* **Activity**: A word-for-word repetition of all the entries is required.

* **Recorded information**:
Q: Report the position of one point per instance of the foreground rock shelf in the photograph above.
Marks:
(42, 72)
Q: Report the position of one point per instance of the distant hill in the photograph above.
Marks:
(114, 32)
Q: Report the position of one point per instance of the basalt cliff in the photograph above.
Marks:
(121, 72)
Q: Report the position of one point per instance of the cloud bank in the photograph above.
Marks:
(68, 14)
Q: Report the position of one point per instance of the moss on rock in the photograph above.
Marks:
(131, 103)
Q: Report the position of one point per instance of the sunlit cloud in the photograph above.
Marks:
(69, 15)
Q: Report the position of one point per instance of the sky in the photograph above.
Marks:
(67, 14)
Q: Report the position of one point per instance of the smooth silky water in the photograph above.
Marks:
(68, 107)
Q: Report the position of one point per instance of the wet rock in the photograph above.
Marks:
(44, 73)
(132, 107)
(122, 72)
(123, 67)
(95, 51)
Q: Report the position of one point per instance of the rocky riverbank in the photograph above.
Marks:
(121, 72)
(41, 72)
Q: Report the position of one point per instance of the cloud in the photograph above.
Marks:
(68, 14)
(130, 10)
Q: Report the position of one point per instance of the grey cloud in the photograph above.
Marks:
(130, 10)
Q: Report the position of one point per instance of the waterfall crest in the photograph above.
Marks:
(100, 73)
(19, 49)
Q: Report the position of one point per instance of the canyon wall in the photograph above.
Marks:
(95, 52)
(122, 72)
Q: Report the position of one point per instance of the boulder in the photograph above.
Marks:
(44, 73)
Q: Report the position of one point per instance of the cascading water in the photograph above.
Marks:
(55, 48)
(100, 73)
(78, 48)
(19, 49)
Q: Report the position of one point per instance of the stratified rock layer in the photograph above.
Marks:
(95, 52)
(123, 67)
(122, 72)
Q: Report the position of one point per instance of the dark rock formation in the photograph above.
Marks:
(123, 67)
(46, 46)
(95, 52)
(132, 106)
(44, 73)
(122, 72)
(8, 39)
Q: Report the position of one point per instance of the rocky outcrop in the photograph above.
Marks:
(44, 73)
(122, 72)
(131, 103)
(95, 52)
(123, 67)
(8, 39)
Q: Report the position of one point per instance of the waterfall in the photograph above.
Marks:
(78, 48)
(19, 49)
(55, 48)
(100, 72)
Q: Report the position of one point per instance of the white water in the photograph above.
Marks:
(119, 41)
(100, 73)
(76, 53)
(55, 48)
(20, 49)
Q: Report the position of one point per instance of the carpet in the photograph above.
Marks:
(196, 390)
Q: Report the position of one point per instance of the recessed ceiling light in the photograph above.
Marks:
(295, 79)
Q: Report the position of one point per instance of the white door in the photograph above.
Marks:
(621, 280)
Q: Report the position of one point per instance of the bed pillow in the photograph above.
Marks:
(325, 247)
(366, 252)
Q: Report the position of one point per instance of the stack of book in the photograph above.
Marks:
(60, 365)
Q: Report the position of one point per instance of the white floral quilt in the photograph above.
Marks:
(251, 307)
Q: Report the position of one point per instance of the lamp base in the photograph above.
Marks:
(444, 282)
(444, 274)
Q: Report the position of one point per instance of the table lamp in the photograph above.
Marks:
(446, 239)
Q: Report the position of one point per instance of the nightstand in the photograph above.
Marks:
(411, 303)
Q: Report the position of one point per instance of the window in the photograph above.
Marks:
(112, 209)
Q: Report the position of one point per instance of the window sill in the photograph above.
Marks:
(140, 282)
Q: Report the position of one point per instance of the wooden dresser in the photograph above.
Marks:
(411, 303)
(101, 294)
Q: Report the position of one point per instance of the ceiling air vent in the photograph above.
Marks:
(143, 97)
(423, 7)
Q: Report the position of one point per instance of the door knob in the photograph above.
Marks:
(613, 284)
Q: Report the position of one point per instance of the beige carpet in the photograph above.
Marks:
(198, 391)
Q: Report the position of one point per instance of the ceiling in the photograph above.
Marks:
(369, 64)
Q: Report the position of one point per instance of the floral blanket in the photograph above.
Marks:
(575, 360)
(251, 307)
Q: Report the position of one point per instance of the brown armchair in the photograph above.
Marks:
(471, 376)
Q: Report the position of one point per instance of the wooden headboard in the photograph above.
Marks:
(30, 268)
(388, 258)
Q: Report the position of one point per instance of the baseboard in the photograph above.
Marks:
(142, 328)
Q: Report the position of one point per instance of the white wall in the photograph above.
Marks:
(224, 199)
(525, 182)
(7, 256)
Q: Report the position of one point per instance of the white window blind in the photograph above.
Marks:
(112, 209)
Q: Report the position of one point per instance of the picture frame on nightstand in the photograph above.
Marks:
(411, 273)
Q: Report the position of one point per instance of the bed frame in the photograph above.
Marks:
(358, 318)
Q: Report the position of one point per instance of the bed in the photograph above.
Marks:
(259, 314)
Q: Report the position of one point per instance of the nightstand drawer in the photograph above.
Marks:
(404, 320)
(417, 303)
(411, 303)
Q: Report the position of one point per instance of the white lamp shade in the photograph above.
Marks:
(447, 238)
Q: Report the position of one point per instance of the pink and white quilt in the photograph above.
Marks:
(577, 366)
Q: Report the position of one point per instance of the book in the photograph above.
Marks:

* **Solution to the exercise**:
Q: Report the position of one point per instance of the foreground rock shelf in the photograph above.
Marks:
(42, 72)
Q: Report the position of one point per instance of the distant hill in the photograph above.
Marks:
(114, 32)
Q: Report the position of one point per instance of the basalt cliff in the photograph above.
Marks:
(121, 72)
Q: Report the position of one point per instance of the cloud bank in the photograph above.
Marks:
(68, 14)
Q: Report the position of one point per instance of the moss on rock in the photograph above.
Marks:
(131, 103)
Q: Report the position of one point per instance of the sunlit cloud in the photograph above.
Marks:
(69, 15)
Q: Report the position of one point per instance of the sky in the photograph above.
Marks:
(67, 14)
Q: Report the position of one point per instance of the smooth silky water in the photograph above.
Marks:
(68, 107)
Q: Report the position of one point per instance of the wet rock in the photograph above.
Marks:
(44, 73)
(132, 107)
(122, 72)
(123, 67)
(95, 51)
Q: Report the position of one point per instance of the rocky riverbank in the photograph above.
Marks:
(121, 72)
(41, 72)
Q: Report the position of one point per instance of the cloud in the photograph above.
Marks:
(68, 14)
(130, 10)
Q: Report the position of one point per instance of the grey cloud in the photograph above.
Marks:
(130, 10)
Q: Report the position of one point per instance of the waterfall crest in the photograph above.
Marks:
(100, 73)
(19, 49)
Q: Report the position of one point per instance of the canyon wall in the photograph above.
Marks:
(95, 52)
(122, 72)
Q: Report the position of one point per instance of the boulder in the photograph above.
Marks:
(44, 73)
Q: Report the position of one point per instance of the cascading water in the photograph above.
Marks:
(55, 48)
(100, 73)
(78, 48)
(19, 49)
Q: Report the position of one point per instance of the stratified rock layer in the photograph above.
Marks:
(95, 52)
(123, 67)
(122, 72)
Q: Report the position of one point per instance of the dark rock formation in the photograph above.
Marks:
(123, 67)
(46, 46)
(95, 52)
(132, 106)
(44, 73)
(122, 72)
(8, 39)
Q: Report the position of one point per instance of the rocky outcrop in the photograph above.
Marks:
(44, 73)
(122, 72)
(131, 103)
(95, 52)
(123, 67)
(8, 39)
Q: Report the position of one point per instance of the waterfall in the photograph above.
Marks:
(78, 48)
(19, 49)
(55, 48)
(100, 72)
Q: Report the position of one point per instance of the white water in the photograph above.
Marks:
(119, 41)
(100, 73)
(76, 53)
(55, 48)
(20, 49)
Q: Report the position of one point per instance of the carpet in the photograph above.
Marks:
(196, 390)
Q: Report the position of one point per instance of the recessed ceiling light in the photograph above.
Marks:
(295, 79)
Q: Report the position of one point per instance of the white door in the photograph above.
Marks:
(621, 280)
Q: Report the position of one point per instance of the bed pillow in the photograph above.
Marks:
(325, 247)
(366, 252)
Q: Report the position of one point per instance of the stack of book in the photograph above.
Marks:
(60, 365)
Q: Report the position of one point per instance of the white floral quilt in the photograph above.
Marks:
(251, 307)
Q: Report the position of one point per instance of the lamp base in the photograph above.
Marks:
(444, 282)
(444, 274)
Q: Report the position of one point per instance of the table lamp in the photograph above.
Marks:
(446, 239)
Q: Report the position of one point per instance of the nightstand in the photograph above.
Marks:
(411, 303)
Q: Report the position of one point per instance of the window in the photograph above.
Marks:
(112, 209)
Q: Report the position of one point per instance of the window sill in the photograph above.
Marks:
(140, 282)
Q: Report the position of one point per instance of the wooden dresser in the photograph above.
Marks:
(411, 303)
(101, 294)
Q: Report the position of one point per instance of the ceiling air vent in the photograph above.
Marks:
(143, 97)
(423, 7)
Q: Report the position of one point per instance of the door knob in the photograph above.
Marks:
(613, 284)
Q: Report the position of one point per instance of the beige carpet in the photograph above.
Marks:
(198, 391)
Q: Report the position of one point per instance of the ceiling in the photograph above.
Marks:
(369, 64)
Q: Report the position of one point per instance of the floral blanket in the photograph above.
Marks:
(575, 360)
(251, 307)
Q: Report the position of one point per instance of the brown armchair in the photograph above.
Marks:
(471, 376)
Q: Report the position of one point per instance of the wooden headboard in the photograph above.
Marks:
(30, 268)
(388, 258)
Q: Report the position of one point per instance of the baseboard in the photograph above.
Marks:
(142, 328)
Q: Report the position of one point per instance of the white wall in the photograph above.
Marks:
(224, 199)
(525, 182)
(7, 256)
Q: Report the position of one point per instance of the white window blind in the photograph above.
Marks:
(112, 209)
Q: Report the position of one point per instance of the picture frame on nightstand in the photograph above.
Marks:
(411, 273)
Q: Report the position of one point per instance of the bed frame in the photograph above.
Marks:
(358, 318)
Q: Report the position of one point per instance of the bed in the photograph above.
Marks:
(259, 314)
Q: Report the position of one point per instance of the nightstand drawer in the photograph above.
Marks:
(404, 320)
(417, 303)
(411, 303)
Q: Report the position of one point per instance of the white lamp shade in the photograph above.
Marks:
(447, 238)
Q: Report the position of one point per instance of the pink and white quilt in the photograph above.
Marks:
(577, 366)
Q: Report the position of one point per instance of the book in the photograph above.
Marks:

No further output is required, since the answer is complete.